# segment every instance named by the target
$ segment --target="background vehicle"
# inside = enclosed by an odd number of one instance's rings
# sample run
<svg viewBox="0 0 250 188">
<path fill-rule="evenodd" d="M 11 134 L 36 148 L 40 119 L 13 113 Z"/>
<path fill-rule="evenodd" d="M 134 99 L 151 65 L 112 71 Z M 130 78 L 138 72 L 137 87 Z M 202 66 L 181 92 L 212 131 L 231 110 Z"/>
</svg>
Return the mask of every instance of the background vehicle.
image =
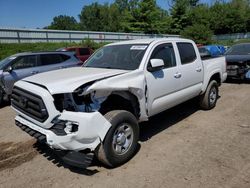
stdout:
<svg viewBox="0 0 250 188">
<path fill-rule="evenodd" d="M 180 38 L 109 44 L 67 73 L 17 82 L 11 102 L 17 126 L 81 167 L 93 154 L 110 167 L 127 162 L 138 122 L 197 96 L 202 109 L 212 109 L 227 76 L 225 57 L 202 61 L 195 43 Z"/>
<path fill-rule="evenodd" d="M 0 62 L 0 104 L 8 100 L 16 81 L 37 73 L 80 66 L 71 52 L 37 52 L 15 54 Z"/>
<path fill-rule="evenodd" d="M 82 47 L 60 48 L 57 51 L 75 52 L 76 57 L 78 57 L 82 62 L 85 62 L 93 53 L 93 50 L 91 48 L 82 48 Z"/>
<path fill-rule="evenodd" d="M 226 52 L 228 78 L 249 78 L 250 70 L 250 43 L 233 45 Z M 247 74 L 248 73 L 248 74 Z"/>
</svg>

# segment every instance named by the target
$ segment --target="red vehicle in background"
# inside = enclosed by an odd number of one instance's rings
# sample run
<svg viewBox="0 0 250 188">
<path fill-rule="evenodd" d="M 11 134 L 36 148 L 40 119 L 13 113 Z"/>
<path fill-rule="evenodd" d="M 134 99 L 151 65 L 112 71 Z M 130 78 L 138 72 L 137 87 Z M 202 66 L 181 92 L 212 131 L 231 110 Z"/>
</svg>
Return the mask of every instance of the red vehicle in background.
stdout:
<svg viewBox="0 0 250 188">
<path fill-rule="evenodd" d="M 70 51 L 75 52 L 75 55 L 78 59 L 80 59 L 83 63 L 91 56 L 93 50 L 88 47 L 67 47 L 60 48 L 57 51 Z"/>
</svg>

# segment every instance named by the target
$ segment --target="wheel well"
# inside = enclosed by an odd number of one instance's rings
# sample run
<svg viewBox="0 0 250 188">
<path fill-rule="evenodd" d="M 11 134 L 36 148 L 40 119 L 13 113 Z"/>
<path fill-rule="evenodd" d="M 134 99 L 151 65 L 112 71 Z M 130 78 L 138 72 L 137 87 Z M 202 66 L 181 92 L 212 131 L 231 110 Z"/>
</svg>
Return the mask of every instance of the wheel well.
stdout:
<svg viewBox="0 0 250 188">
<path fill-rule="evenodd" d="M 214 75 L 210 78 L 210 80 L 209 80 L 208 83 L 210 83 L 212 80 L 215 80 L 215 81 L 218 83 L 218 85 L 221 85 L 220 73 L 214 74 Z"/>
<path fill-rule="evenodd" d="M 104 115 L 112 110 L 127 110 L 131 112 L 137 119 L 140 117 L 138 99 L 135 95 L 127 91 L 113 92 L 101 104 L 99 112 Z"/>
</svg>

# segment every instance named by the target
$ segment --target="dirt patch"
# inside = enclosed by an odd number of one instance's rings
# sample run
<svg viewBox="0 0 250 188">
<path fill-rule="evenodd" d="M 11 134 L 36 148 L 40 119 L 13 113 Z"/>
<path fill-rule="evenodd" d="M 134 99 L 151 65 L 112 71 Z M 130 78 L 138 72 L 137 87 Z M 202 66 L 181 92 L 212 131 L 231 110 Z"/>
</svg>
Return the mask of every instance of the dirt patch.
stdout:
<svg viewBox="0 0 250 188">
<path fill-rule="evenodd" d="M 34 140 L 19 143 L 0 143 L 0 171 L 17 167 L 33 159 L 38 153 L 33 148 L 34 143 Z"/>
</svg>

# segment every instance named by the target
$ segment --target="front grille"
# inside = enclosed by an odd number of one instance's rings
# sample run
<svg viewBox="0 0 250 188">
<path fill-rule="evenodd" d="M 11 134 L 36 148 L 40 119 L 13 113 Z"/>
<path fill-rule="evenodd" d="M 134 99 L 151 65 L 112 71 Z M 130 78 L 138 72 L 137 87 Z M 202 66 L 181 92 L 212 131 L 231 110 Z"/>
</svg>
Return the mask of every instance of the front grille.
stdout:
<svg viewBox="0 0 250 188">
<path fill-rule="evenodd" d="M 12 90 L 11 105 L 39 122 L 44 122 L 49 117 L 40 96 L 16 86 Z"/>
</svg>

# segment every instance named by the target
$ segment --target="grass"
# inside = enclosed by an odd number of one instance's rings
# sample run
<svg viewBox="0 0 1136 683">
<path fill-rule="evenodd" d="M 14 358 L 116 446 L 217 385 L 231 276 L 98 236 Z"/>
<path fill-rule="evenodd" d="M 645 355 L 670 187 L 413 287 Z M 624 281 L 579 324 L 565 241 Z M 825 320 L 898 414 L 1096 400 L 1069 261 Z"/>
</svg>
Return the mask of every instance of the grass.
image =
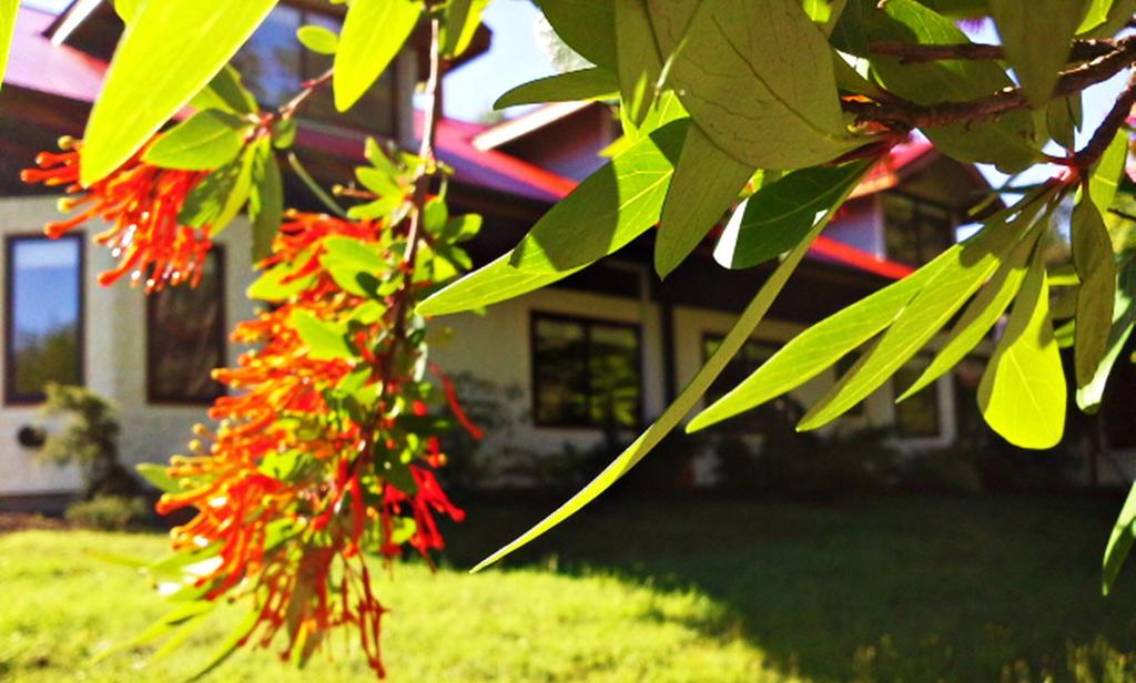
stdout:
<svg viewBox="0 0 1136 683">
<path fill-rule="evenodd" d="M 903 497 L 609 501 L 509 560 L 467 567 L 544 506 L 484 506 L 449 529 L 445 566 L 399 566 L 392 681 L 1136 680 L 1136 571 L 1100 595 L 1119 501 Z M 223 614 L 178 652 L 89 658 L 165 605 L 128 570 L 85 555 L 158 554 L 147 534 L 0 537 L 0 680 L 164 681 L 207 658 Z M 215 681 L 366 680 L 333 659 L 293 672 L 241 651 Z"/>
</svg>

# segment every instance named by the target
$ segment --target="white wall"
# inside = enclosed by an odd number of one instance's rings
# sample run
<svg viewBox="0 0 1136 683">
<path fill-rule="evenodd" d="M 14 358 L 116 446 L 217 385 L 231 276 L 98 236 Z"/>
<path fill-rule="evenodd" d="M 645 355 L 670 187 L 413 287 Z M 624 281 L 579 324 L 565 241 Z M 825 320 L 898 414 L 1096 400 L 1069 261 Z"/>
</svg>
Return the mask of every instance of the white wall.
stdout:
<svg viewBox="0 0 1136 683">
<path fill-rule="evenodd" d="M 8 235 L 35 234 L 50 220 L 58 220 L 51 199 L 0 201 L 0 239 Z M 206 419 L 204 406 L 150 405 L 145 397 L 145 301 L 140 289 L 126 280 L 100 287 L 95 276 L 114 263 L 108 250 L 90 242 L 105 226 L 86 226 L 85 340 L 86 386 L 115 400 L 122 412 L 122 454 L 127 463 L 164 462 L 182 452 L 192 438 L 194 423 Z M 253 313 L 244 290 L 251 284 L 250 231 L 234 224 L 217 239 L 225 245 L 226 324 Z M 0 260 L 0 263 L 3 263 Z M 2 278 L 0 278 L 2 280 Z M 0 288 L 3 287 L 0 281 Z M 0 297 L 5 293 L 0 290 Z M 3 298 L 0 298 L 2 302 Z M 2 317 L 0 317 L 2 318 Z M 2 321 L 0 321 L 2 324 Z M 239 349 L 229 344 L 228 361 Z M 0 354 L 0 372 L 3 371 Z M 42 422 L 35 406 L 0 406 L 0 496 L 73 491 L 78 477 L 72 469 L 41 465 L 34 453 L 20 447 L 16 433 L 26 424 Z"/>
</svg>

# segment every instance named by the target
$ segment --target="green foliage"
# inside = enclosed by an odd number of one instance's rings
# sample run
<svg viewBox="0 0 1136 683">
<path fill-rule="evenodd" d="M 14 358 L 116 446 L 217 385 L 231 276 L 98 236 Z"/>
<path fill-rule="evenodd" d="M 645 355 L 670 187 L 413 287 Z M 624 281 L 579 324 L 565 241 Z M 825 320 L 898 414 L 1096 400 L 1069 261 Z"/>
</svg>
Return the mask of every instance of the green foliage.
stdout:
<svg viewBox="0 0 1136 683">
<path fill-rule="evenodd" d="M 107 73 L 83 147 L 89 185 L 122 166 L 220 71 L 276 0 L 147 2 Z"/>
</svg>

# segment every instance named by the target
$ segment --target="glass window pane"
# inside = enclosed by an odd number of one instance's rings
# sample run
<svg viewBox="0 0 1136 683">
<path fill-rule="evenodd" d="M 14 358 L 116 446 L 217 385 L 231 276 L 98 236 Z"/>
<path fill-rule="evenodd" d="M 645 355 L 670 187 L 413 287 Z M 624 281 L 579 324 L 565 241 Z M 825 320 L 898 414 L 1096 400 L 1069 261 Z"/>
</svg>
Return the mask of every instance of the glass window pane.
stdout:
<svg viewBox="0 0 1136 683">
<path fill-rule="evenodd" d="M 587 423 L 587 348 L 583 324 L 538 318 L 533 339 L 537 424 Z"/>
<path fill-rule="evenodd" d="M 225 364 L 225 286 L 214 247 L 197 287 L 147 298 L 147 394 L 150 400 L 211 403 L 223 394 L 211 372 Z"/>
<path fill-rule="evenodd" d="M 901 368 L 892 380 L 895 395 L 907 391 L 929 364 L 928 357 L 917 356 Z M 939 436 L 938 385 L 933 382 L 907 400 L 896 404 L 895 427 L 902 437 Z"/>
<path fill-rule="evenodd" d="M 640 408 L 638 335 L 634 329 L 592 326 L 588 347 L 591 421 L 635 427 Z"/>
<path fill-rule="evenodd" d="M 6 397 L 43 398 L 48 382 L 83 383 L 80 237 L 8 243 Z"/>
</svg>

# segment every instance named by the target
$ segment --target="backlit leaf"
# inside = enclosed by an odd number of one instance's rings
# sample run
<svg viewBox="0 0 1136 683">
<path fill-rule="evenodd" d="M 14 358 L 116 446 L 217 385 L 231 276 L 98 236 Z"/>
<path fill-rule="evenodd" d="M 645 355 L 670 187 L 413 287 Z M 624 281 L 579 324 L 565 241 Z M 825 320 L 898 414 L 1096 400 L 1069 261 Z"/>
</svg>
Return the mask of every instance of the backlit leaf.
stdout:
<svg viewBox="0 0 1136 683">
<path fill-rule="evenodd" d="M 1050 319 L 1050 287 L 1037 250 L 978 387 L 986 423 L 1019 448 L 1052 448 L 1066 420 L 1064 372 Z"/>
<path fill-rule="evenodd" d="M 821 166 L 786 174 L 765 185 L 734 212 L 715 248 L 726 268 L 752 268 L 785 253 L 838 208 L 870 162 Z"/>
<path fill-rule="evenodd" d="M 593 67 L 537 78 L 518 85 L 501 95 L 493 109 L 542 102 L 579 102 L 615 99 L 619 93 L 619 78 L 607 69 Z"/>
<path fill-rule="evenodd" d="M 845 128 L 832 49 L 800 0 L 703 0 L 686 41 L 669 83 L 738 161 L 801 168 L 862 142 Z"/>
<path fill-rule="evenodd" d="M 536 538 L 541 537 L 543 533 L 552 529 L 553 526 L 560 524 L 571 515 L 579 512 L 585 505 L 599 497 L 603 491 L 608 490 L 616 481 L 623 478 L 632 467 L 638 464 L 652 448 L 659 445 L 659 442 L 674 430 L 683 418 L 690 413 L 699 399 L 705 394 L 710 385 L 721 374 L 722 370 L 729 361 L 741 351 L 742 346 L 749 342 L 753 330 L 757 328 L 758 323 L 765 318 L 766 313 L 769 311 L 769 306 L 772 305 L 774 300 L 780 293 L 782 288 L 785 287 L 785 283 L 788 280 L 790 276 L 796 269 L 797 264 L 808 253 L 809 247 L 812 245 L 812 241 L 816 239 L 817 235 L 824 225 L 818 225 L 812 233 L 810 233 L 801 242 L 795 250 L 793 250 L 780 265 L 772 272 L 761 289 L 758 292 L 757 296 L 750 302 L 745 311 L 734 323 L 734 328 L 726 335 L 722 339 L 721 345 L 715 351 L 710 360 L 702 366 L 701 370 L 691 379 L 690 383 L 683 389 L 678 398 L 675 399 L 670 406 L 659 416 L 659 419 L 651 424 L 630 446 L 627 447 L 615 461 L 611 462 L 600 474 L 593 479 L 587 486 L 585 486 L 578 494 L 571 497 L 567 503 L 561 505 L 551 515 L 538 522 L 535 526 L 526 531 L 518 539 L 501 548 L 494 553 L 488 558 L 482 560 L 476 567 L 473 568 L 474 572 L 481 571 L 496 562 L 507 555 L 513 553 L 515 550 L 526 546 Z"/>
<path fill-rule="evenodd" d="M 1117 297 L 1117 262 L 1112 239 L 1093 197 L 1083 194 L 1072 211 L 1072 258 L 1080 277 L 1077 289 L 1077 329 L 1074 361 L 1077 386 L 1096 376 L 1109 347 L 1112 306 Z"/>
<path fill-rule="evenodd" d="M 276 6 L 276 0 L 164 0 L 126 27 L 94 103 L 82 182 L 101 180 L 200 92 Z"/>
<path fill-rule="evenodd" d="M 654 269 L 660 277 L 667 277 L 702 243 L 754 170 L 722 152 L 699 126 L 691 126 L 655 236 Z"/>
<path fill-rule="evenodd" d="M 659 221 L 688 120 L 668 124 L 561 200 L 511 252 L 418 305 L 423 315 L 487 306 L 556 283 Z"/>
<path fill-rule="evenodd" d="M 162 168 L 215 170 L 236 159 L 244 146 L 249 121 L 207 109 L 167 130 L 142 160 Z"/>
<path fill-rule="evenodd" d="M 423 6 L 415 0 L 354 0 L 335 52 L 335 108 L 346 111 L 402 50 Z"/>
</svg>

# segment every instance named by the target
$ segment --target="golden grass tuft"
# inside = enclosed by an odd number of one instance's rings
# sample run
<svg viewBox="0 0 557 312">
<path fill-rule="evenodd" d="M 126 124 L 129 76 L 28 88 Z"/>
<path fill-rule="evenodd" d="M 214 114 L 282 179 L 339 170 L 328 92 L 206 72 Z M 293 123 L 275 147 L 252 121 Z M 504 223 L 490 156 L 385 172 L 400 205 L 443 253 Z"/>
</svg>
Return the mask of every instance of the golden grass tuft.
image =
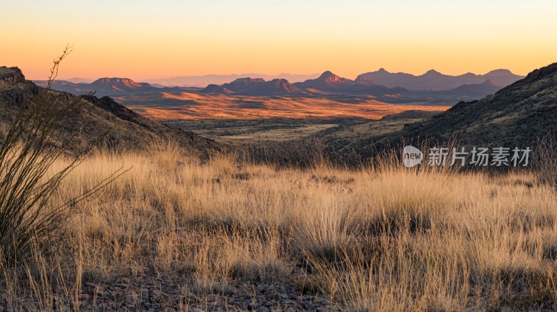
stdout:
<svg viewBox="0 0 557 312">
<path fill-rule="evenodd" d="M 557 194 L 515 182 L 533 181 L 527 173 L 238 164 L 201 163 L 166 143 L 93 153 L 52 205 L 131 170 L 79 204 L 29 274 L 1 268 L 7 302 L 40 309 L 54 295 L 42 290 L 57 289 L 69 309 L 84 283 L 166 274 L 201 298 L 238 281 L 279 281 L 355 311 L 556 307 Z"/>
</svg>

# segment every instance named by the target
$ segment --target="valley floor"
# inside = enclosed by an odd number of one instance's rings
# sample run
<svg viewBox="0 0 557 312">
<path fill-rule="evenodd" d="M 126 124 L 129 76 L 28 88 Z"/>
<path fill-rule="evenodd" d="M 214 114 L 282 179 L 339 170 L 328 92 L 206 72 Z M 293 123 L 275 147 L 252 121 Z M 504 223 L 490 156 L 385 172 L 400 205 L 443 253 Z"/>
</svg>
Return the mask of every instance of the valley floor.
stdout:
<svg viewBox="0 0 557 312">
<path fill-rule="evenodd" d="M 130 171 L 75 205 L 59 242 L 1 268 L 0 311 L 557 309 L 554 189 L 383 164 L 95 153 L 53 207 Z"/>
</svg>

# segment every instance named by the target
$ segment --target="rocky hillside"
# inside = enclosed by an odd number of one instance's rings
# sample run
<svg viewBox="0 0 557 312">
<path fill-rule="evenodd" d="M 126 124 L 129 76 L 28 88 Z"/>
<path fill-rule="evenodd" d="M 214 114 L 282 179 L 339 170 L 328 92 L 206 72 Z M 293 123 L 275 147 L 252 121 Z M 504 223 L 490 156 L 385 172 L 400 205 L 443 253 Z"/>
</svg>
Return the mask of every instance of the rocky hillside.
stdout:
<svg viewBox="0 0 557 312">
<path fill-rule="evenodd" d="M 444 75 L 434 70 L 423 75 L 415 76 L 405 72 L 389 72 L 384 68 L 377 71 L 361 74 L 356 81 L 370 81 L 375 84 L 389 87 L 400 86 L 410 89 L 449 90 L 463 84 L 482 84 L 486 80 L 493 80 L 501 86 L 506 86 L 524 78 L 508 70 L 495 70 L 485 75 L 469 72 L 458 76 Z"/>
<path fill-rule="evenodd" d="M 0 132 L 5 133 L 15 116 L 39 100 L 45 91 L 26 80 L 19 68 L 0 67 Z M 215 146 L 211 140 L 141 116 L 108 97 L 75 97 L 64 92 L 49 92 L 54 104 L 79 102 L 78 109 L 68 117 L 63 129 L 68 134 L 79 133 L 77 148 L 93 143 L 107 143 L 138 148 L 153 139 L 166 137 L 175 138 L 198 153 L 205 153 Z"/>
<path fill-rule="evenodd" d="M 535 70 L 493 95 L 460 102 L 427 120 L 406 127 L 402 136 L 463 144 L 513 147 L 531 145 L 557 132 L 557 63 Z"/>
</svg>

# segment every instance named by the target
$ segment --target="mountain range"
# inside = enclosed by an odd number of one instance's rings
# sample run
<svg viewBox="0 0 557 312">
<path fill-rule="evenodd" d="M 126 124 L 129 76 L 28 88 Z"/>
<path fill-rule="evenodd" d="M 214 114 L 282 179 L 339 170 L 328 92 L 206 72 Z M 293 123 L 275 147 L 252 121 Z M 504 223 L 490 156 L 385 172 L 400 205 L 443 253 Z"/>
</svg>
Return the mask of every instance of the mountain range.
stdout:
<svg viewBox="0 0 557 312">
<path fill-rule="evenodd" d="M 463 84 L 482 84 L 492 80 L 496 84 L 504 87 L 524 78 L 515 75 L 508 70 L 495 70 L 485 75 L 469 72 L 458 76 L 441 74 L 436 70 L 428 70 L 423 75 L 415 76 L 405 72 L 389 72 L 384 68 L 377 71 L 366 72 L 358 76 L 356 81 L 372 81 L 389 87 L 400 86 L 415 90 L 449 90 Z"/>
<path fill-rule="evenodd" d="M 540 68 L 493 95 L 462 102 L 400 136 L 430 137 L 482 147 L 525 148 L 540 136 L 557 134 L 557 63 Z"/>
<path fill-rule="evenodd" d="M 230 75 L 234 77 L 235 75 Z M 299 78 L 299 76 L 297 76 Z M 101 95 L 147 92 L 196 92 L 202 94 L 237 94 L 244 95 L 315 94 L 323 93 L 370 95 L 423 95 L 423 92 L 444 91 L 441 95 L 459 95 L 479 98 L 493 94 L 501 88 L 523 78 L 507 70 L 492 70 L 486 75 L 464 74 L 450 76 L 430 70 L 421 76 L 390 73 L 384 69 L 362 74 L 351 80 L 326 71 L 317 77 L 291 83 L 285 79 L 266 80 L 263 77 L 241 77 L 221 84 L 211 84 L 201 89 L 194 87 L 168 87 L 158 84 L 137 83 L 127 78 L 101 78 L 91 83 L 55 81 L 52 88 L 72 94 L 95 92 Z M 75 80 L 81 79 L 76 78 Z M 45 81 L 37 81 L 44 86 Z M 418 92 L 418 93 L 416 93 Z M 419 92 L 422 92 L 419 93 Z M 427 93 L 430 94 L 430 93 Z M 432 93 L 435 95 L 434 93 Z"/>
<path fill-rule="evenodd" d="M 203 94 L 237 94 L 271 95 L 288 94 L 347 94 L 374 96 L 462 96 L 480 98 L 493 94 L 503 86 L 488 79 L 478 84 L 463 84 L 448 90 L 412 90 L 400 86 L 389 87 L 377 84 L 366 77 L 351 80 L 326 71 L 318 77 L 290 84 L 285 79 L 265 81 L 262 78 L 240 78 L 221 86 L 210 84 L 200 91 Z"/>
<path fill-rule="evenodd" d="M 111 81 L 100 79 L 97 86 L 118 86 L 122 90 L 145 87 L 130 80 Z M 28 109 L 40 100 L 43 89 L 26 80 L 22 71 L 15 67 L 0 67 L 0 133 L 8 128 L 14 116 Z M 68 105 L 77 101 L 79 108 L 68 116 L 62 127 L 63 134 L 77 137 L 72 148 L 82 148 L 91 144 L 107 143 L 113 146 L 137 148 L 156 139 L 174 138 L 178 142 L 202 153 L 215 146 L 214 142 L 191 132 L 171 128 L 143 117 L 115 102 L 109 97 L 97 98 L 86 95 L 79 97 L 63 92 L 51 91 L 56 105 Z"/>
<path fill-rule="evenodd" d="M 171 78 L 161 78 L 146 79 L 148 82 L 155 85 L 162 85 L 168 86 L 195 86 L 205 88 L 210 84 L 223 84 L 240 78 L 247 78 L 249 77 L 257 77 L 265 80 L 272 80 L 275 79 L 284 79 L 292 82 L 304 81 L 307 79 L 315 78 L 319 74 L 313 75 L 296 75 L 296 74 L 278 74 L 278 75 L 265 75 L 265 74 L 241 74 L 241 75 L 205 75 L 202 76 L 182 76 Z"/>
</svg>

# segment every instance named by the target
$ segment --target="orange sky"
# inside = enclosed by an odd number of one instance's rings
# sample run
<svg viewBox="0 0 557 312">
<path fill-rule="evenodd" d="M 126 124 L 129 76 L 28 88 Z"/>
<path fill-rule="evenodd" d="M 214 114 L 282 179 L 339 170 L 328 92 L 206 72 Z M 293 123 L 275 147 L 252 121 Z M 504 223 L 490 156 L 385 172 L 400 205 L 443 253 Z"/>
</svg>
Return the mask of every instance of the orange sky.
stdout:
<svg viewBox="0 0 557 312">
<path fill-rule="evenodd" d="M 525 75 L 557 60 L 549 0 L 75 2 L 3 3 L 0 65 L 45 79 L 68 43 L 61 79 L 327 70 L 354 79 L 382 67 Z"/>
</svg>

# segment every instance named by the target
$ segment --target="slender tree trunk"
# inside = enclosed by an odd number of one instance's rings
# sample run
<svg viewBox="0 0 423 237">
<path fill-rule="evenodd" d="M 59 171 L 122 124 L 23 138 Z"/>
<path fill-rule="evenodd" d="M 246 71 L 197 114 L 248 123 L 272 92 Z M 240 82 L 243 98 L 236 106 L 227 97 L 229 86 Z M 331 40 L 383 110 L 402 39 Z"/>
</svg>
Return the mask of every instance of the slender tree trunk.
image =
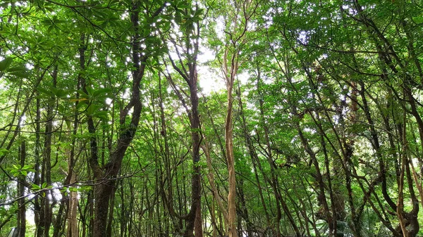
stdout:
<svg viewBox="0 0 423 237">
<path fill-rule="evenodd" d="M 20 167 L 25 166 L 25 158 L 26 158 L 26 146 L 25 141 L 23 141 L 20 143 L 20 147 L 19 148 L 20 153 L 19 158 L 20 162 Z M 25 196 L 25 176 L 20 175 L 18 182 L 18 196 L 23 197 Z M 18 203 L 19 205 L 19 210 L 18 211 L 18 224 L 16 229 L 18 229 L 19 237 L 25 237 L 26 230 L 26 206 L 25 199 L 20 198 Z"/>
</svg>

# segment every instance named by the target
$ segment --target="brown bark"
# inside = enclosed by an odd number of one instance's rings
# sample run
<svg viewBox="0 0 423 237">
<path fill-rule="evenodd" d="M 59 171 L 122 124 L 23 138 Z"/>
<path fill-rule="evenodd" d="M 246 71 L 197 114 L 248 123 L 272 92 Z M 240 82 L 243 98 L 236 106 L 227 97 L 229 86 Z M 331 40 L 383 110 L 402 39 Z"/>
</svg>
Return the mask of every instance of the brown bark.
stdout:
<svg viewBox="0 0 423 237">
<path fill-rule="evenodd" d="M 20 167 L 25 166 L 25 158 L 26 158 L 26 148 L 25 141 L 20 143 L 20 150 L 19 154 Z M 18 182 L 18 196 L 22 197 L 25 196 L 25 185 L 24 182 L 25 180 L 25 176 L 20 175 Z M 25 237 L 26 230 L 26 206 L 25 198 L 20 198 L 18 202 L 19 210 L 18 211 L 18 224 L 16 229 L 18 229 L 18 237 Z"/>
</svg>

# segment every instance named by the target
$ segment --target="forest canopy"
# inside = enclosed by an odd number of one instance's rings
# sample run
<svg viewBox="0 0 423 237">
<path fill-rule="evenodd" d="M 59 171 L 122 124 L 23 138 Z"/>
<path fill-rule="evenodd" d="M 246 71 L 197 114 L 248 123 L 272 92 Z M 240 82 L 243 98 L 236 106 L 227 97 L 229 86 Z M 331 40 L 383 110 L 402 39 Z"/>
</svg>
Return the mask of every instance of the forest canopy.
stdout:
────────────────────────────────────────
> REQUIREMENTS:
Gather every line of the listing above that contains the string "rocky" and copy each one in full. Case counts when matching.

> OUTPUT:
$ segment --target="rocky hillside"
Return the mask of every instance of the rocky hillside.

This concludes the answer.